TASK DATA:
++++++++++++++++++++

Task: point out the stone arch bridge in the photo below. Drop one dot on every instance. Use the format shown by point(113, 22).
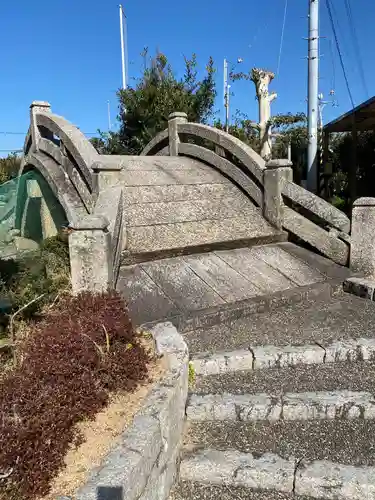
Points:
point(199, 220)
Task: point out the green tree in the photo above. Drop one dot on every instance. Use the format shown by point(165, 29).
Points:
point(144, 108)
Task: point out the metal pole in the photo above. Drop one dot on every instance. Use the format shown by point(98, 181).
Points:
point(122, 49)
point(313, 79)
point(226, 95)
point(289, 151)
point(109, 116)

++++++++++++++++++++

SET PROBLEM: Put the data into a JSON list of strings, starting at the line containing "Task: point out the metal" and continuing through the end of the data, both ends included. Use one string per line and leave out blank lines.

FULL OUTPUT:
[
  "Task: point out the metal pole in the photo above. Drop one dot on every instance. Use the format shown by point(98, 181).",
  "Points:",
  "point(122, 49)",
  "point(313, 79)",
  "point(226, 95)",
  "point(289, 151)",
  "point(109, 116)"
]